■ ÉNONCÉ ÉCRIT 1:
Reproduisez sans la moindre modification les lignes ci-dessous, de celle qui contient « Tag the palm » jusqu'à la dernière ligne incluse.

::::::::

Bien sûr, nous avons reçu beaucoup de soutien. Entre autres d’Abdennour Bidar en France, Asma Lamrabet au Maroc, Kecia Ali, professeur à l’université de Boston, Ani Zonneveld, présidente des musulmans progressistes nord-américains. Les recteurs des grandes mosquées institutionnelles sont pieds et poings liés avec des pouvoirs arabes qui, encore aujourd’hui, sont déstabilisés, on le voit en Algérie, parce que la population n’en peut plus. Ces gens-là sont la caution du fascisme vert. L’islam politique est là pour tenir le peuple. En Algérie, il y a une expression pour décrire cet islam politique : « La prière de celui qui se tient debout juste pour les fêtes et pour la prière du vendredi ». Aujourd’hui, cet islam politique se retourne contre ses défenseurs, car ils ont produit une génération qui a pris toute l’idéologie qu’ils leur avaient enseignée au pied de la lettre. Cet islam politique n’est ni la faute de l’Occident ni celle des musulmans. Il est né dans un contexte de panarabisme d’où viennent les gens qui ont condamné notre mosquée. Pour eux, la mosquée est un des centres du pouvoir.

::::::::

■ ÉNONCÉ ÉCRIT 2:
D'après l'extrait, pourquoi l'islam politique se retourne-t-il aujourd'hui contre ses défenseurs ? Répondez en une à trois phrases.

■ LIGNES DISPONIBLES:
::::::::

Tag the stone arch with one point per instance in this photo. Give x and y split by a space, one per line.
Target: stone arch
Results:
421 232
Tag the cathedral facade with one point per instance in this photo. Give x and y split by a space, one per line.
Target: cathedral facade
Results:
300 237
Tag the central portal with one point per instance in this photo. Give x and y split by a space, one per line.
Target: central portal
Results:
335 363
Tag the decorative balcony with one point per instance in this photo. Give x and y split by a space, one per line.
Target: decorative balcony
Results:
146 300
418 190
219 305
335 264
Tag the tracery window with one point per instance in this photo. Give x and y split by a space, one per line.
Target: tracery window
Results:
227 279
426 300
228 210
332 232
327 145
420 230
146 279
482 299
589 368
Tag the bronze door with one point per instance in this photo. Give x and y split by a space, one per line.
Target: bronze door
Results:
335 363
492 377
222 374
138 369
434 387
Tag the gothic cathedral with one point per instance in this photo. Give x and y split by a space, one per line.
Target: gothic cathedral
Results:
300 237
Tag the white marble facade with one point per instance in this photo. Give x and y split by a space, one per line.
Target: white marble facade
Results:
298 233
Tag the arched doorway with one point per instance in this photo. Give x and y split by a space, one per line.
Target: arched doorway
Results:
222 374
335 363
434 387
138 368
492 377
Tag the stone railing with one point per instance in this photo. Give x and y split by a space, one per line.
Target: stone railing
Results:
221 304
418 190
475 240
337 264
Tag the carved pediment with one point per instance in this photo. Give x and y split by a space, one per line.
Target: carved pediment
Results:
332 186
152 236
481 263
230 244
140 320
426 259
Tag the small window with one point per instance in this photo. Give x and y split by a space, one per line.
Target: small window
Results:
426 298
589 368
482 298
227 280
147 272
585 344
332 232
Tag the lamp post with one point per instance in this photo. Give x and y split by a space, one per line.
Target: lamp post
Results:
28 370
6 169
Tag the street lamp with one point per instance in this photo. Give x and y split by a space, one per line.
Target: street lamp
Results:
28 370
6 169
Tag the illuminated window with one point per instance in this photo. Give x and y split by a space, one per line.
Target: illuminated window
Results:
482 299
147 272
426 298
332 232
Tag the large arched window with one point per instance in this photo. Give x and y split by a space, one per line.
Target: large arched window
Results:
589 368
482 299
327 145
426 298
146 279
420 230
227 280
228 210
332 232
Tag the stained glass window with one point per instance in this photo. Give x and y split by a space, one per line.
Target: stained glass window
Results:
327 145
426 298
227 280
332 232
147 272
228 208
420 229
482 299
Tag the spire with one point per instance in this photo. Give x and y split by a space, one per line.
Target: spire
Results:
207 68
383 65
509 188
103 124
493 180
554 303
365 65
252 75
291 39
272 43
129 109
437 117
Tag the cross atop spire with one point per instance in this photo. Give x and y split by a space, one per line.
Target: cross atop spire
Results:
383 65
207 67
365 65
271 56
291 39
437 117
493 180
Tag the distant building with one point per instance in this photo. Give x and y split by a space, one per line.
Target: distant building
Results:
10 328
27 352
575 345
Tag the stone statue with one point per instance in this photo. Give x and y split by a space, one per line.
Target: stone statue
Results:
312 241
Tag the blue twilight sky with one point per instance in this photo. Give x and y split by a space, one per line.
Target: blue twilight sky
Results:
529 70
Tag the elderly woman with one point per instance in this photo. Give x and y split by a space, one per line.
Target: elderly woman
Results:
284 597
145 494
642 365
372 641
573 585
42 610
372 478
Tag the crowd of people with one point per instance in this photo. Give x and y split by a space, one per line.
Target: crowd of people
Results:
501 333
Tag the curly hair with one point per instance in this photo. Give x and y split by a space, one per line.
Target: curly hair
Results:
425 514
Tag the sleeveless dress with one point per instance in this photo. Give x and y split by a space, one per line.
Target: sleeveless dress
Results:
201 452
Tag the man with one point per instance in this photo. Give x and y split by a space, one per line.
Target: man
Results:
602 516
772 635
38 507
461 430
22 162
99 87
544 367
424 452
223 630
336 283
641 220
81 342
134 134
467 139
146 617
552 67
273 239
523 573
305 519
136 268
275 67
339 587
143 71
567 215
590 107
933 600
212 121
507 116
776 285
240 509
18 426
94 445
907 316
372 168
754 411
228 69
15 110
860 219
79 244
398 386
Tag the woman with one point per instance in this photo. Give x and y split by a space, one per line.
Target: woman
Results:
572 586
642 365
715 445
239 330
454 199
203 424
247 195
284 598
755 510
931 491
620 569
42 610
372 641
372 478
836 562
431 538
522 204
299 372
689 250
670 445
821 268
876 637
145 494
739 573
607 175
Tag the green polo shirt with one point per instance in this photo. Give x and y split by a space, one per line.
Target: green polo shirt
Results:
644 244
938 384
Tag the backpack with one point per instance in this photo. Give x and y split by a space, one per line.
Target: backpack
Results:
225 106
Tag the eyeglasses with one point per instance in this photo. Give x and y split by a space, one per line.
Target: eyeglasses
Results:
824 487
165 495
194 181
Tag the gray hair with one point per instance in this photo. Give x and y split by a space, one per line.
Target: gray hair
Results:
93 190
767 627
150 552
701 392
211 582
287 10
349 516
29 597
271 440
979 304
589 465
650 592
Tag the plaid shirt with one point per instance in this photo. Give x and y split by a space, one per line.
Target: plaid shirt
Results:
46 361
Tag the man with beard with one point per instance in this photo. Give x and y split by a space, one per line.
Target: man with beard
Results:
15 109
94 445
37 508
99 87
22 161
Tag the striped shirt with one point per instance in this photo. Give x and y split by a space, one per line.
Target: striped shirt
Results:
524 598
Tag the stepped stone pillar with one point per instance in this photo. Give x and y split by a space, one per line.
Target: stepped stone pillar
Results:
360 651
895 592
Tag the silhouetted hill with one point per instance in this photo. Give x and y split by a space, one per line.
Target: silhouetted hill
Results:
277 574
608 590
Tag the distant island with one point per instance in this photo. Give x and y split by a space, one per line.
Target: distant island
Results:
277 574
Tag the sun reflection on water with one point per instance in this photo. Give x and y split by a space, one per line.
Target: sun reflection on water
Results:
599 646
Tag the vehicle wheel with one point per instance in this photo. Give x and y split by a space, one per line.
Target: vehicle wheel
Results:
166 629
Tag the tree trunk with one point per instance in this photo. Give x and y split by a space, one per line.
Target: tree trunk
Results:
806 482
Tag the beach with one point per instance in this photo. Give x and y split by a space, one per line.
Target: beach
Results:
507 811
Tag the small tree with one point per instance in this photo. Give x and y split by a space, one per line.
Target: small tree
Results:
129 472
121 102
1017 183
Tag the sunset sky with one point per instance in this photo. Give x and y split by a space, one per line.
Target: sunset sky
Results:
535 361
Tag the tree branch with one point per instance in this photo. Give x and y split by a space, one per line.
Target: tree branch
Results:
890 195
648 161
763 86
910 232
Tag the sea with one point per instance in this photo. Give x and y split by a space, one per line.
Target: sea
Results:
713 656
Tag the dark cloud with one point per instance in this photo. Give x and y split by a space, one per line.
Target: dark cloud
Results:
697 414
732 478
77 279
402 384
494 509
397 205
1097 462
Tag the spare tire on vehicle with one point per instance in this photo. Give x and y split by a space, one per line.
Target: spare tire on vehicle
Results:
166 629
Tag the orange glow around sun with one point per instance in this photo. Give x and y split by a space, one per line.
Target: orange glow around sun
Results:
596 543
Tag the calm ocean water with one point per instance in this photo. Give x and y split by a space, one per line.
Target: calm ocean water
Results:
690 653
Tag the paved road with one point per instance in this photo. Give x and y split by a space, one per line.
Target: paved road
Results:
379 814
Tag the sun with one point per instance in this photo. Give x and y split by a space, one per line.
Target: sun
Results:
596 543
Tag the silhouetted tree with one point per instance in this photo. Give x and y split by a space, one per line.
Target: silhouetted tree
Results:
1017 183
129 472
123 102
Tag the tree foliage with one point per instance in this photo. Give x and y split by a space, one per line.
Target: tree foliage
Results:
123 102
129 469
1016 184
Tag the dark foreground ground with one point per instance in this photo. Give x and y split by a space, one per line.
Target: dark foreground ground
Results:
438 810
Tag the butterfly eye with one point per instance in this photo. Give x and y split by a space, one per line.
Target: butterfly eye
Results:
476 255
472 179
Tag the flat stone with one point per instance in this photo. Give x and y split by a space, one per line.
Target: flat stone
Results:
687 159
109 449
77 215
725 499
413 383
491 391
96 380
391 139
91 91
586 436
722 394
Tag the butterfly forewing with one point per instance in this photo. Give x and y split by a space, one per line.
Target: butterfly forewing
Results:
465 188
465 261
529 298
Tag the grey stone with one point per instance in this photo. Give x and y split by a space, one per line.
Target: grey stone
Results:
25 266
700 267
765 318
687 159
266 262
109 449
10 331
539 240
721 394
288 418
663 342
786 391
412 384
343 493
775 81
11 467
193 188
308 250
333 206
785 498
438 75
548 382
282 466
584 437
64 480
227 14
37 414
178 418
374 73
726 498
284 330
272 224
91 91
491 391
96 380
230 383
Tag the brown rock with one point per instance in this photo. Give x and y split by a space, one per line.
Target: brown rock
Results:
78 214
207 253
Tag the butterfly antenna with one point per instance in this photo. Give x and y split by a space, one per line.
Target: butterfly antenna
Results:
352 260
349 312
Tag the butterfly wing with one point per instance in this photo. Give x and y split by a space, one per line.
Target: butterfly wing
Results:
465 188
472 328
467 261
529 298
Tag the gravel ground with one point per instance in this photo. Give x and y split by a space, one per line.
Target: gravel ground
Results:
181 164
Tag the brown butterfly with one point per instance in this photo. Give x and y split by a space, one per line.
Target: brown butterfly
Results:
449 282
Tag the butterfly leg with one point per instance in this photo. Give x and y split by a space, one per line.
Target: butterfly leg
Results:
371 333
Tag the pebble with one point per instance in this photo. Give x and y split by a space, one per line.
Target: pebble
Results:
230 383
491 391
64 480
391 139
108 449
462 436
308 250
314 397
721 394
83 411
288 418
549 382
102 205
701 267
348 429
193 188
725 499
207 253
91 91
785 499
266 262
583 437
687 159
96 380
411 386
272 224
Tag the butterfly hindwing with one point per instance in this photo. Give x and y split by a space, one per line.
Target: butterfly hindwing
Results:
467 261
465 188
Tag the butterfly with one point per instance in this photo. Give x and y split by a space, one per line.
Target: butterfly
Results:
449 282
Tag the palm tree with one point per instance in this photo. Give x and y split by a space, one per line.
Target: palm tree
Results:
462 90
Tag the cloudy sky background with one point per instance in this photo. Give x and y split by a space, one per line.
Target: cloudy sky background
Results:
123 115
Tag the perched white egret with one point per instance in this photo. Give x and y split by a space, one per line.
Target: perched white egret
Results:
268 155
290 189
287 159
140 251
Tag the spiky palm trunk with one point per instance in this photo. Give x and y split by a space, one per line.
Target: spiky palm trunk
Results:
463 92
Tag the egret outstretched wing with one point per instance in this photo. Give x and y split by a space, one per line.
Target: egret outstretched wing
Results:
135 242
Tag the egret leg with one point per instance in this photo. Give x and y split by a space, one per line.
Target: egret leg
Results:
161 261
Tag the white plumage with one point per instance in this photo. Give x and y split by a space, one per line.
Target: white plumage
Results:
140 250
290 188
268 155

::::::::

■ RÉPONSE ÉCRITE 1:
Tag the palm tree with one point per instance in this photo. Give x and y split by a space, one per line.
Target: palm tree
Results:
462 90
Tag the cloudy sky background with one point per instance in this photo. Give x and y split by a space, one per line.
Target: cloudy sky background
Results:
123 115
Tag the perched white egret with one point per instance in this photo. Give x and y split by a space, one per line.
Target: perched white egret
Results:
268 155
290 189
287 159
140 251
Tag the spiky palm trunk with one point per instance in this photo. Give x and y split by a space, one per line.
Target: spiky palm trunk
Results:
463 92
Tag the egret outstretched wing with one point per instance in this photo. Give x and y split by a space, one per line.
Target: egret outstretched wing
Results:
135 242
Tag the egret leg with one point per instance in this photo. Give x and y split by a space, one per line.
Target: egret leg
Results:
161 261
Tag the white plumage with one point per instance in this photo. Give x and y split by a space, one per line.
Target: white plumage
Results:
140 250
290 188
268 155

■ RÉPONSE ÉCRITE 2:
Ses défenseurs ont produit une génération qui a pris au pied de la lettre toute l'idéologie qu'ils lui avaient enseignée.